• _Problem details_:
Reproduce unchanged the lines beginning with the one that contains "Exercise. Point out every instance of the bollard" and continuing through the last line.

★ ★ ★ ★ ★

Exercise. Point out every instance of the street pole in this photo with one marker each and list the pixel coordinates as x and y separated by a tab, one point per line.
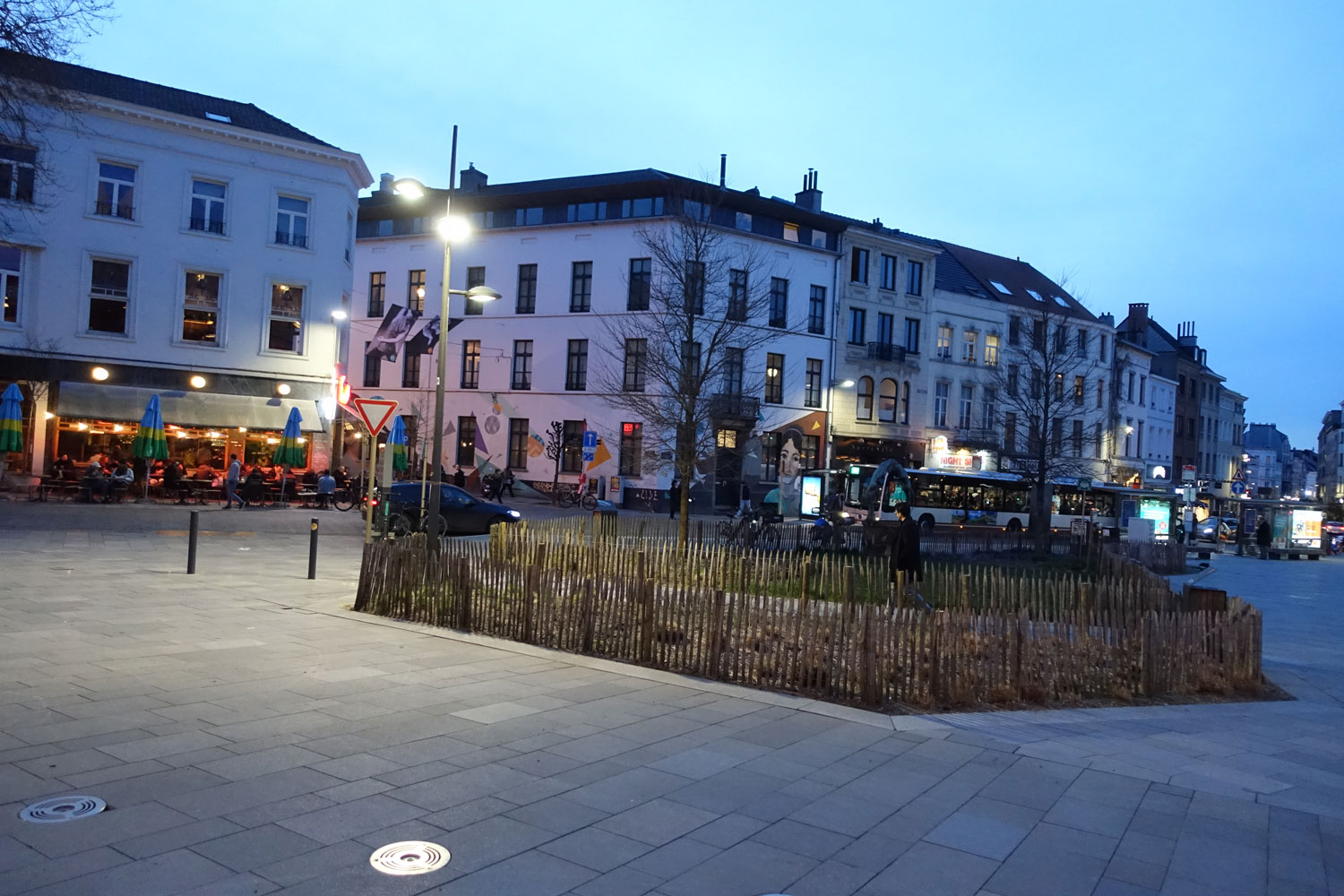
437	455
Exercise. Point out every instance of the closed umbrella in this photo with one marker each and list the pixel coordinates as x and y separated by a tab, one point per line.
397	444
11	425
151	444
289	450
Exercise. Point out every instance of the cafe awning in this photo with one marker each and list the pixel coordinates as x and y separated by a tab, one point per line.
185	409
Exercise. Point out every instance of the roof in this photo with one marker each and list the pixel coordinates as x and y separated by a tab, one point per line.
220	113
1004	280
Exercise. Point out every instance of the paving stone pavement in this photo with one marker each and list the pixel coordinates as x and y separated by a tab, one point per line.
253	737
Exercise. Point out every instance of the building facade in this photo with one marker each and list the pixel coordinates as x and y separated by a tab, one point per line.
168	244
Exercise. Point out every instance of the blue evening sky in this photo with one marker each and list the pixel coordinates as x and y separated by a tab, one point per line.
1187	155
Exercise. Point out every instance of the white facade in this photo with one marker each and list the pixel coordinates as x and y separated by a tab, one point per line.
115	271
510	421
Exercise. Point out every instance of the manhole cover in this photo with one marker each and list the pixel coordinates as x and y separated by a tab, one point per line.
62	809
409	857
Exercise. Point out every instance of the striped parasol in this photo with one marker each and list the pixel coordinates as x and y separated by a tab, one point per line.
397	444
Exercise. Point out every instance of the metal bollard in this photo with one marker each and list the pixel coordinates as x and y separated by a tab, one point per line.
312	549
191	541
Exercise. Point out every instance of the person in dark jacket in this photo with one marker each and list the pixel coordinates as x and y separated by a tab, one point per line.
905	555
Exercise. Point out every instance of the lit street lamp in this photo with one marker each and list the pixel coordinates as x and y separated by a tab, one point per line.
449	228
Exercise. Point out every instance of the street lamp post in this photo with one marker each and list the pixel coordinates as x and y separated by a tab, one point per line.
449	230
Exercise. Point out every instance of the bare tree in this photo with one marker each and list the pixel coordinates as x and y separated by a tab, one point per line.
682	355
1042	383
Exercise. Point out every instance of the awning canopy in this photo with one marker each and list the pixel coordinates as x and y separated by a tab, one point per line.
185	409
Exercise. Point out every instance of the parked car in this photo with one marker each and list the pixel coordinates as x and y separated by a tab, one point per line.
461	513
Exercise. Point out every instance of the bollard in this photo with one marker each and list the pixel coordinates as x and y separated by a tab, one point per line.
191	541
312	549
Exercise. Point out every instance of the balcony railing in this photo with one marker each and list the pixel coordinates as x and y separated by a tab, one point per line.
746	408
886	352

★ ★ ★ ★ ★

• _Solved exercise_:
Exercise. Point out every instance of the bollard in this photo with one marker each and list the pixel coordinates as x and y separated by a tab, one point per line.
191	541
312	549
Exercise. Point out every instance of the balcony railing in this photo with one marker each and list the pixel coordinates as x and y separated by a tab, one point per line.
746	408
886	352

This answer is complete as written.